Find the line that contains "of the tall". Output it and every line after it to the end of the records, exactly as they appear.

#### RECORDS FOR THIS EXERCISE
..............................
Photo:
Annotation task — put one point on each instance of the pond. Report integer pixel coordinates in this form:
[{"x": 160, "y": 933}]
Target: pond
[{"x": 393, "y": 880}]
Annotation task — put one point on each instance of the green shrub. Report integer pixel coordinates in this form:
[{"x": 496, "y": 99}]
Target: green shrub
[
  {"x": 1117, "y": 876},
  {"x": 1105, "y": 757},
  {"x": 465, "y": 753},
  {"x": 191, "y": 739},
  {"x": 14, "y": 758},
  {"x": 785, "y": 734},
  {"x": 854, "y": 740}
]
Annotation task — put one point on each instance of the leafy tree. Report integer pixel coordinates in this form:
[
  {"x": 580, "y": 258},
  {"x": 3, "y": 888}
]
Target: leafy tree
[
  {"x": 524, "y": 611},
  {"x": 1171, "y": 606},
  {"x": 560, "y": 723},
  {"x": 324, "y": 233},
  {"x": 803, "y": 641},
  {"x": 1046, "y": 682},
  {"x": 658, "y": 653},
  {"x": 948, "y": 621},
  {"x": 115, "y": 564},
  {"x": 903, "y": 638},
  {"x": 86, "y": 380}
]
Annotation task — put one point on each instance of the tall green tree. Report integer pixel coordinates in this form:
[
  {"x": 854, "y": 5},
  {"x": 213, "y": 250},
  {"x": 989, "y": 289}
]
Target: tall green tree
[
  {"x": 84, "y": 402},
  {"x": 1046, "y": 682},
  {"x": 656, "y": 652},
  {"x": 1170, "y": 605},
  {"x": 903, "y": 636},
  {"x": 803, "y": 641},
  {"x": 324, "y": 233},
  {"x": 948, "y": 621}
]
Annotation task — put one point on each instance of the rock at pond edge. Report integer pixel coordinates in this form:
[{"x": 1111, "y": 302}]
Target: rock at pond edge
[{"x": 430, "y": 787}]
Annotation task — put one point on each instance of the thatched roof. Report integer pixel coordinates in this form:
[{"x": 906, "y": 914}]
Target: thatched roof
..............................
#### SOLUTION BELOW
Annotation task — put one point on each instance of the tall green tree. Report integer pixel coordinates in this form:
[
  {"x": 854, "y": 5},
  {"x": 213, "y": 250},
  {"x": 989, "y": 289}
]
Target: tall green tree
[
  {"x": 84, "y": 402},
  {"x": 1046, "y": 682},
  {"x": 656, "y": 652},
  {"x": 1170, "y": 605},
  {"x": 903, "y": 636},
  {"x": 803, "y": 641},
  {"x": 324, "y": 233},
  {"x": 948, "y": 621}
]
Annotation task — put one point on each instance of the rock at pond edge. Report integer pixel coordinates in this form:
[{"x": 1111, "y": 302}]
Target: rock at pond edge
[{"x": 430, "y": 787}]
Annotation task — put one point on each instance of the thatched roof. Report integer pixel coordinates in this form:
[{"x": 906, "y": 914}]
Target: thatched roof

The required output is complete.